▶ [Short exercise] Rescale the stretch of data from the line containing "of the wooden" through the end of the data, rewriting only those lines and keeping the requests. Multiply each answer's x and y coordinates by 0.85 and round to whole numbers, halves up, leaving every number in the requests and their format samples unchanged.

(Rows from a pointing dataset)
◇ ◇ ◇ ◇

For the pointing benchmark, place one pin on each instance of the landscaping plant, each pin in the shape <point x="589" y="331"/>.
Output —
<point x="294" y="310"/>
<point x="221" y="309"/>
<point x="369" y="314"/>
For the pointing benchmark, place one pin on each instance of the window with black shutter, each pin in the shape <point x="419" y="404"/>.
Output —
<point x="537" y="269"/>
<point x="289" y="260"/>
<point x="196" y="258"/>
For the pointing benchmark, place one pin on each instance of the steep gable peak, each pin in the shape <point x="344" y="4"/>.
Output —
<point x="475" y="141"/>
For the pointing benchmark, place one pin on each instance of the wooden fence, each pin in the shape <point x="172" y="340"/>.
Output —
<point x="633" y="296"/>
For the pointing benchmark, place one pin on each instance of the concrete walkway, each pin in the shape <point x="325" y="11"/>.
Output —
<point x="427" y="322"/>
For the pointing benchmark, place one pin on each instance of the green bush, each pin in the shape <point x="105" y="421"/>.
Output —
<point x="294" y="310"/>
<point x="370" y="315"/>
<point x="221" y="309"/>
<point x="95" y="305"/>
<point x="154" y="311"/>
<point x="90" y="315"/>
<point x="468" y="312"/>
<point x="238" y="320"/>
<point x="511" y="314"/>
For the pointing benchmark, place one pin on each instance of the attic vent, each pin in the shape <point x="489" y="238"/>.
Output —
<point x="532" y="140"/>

◇ ◇ ◇ ◇

▶ [Written solution]
For the pointing benchmark, place one pin on each instance of the wooden fence, each pin in the shape <point x="172" y="340"/>.
Output —
<point x="538" y="252"/>
For the pointing benchmark, place one pin on each instance of the concrete walkway, each pin in the shape <point x="325" y="11"/>.
Output —
<point x="363" y="274"/>
For the pointing benchmark, place one pin on each instance of the green bush, each pin in the shape <point x="105" y="421"/>.
Output —
<point x="250" y="264"/>
<point x="315" y="268"/>
<point x="188" y="263"/>
<point x="81" y="259"/>
<point x="131" y="264"/>
<point x="77" y="268"/>
<point x="398" y="265"/>
<point x="202" y="272"/>
<point x="434" y="267"/>
For the pointing benchmark, place one pin on each instance of the attic vent, each pin in the shape <point x="489" y="238"/>.
Output —
<point x="452" y="119"/>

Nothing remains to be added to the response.